- _WORK TO BE COMPLETED_: Each line below should be quoted exactly, please.

- _EXERCISE INPUTS_:
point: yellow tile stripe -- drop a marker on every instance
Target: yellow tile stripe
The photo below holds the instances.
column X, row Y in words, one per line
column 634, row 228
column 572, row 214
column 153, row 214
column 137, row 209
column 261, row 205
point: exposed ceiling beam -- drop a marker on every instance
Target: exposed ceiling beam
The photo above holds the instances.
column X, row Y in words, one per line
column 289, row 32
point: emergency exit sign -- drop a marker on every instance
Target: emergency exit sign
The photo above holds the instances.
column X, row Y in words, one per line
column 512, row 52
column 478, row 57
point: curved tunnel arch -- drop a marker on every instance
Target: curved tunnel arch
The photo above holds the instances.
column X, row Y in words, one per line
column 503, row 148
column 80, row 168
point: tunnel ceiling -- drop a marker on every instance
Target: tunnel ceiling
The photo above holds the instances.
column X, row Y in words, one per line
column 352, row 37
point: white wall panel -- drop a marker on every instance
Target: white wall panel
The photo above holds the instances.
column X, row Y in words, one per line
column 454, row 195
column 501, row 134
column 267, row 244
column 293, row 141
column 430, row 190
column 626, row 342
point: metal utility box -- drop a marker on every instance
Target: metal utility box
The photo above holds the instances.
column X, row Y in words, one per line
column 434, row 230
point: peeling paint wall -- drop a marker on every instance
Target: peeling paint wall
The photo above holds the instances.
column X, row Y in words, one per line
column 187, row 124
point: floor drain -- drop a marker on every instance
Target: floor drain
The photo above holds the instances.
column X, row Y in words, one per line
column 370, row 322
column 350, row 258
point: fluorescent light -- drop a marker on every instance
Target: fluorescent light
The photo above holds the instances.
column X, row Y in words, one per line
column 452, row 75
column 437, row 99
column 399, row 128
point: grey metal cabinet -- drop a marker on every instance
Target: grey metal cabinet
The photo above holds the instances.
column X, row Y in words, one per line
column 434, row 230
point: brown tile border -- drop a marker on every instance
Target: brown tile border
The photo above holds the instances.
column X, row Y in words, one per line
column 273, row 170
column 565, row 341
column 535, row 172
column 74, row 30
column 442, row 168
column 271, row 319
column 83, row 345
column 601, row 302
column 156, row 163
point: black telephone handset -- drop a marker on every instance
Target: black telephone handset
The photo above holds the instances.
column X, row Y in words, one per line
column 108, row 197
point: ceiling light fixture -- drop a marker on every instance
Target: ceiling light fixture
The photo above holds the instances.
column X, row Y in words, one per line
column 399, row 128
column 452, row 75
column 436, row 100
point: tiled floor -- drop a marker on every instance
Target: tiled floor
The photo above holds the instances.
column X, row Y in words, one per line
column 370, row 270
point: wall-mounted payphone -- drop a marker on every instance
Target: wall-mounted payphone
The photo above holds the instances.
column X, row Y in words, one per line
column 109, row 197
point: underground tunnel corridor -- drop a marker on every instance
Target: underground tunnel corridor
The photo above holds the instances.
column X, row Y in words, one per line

- _EXERCISE RESPONSE_:
point: yellow tile stripe -- drop a marker on every instance
Target: yellow tile stripe
The photo below holds the instances.
column X, row Y in words, one per line
column 634, row 228
column 572, row 214
column 153, row 214
column 137, row 209
column 261, row 205
point: exposed ceiling beam -- drop a marker on every instance
Target: exposed ceiling beam
The photo above holds the instances.
column X, row Y in words, one per line
column 289, row 32
point: emergency exit sign -- drop a marker on every instance
Target: emergency exit sign
The photo above holds the instances.
column X, row Y in words, one per line
column 512, row 52
column 478, row 57
point: curved tunnel arch -- drop a marker on every instance
Target: curved tunnel arch
The photo above holds the instances.
column X, row Y in words, one per line
column 503, row 148
column 80, row 168
point: tunnel ceiling -- drop a marker on every instance
Target: tunnel ceiling
The photo above holds the instances.
column X, row Y in words, one per line
column 352, row 37
point: white wall panel -- drop a marker on every instance
Target: white wall panel
The photo above holds the instances.
column X, row Y in words, one per line
column 454, row 195
column 501, row 134
column 267, row 244
column 293, row 141
column 430, row 190
column 626, row 342
point: metal utility box -- drop a marker on every instance
Target: metal utility box
The photo above holds the instances.
column X, row Y in words, one per line
column 434, row 230
point: peeling paint wall -- drop a marker on every instance
Target: peeling paint wall
The photo above holds the instances.
column X, row Y in words, one per line
column 187, row 124
point: floor drain -- drop a marker on every instance
Target: floor drain
The photo above holds the instances.
column X, row Y in words, one per line
column 370, row 322
column 350, row 258
point: fluorescent light -- drop a marker on every instance
Target: fluorescent light
The photo above holds the instances.
column X, row Y in words, one per line
column 452, row 75
column 437, row 99
column 399, row 128
point: grey metal cabinet -- drop a marker on every instance
Target: grey metal cabinet
The photo above holds the instances.
column X, row Y in words, one per line
column 434, row 230
point: brown tile border -- drop a marker on every instance
Target: brown tile border
The photo above holds the instances.
column X, row Y in words, one per line
column 273, row 170
column 565, row 341
column 535, row 172
column 74, row 30
column 442, row 168
column 271, row 319
column 83, row 345
column 601, row 302
column 156, row 163
point: black telephone handset -- drop a marker on every instance
Target: black telephone handset
The photo above holds the instances.
column X, row Y in words, one per line
column 108, row 197
point: ceiling light fixture -- drop a marker on every instance
Target: ceiling light fixture
The photo above holds the instances.
column X, row Y in words, one per line
column 399, row 128
column 452, row 75
column 436, row 100
point: tiled floor -- drop a marker on every instance
Target: tiled floor
The photo above holds the instances.
column X, row Y in words, one per line
column 370, row 270
point: wall-mounted payphone -- drop a marker on every instance
Target: wall-mounted payphone
The photo above holds the instances.
column X, row Y in words, one per line
column 109, row 197
point: underground tunnel corridor -- drop a marker on every instance
Target: underground tunnel corridor
The photo above holds the instances.
column X, row Y in words, one per line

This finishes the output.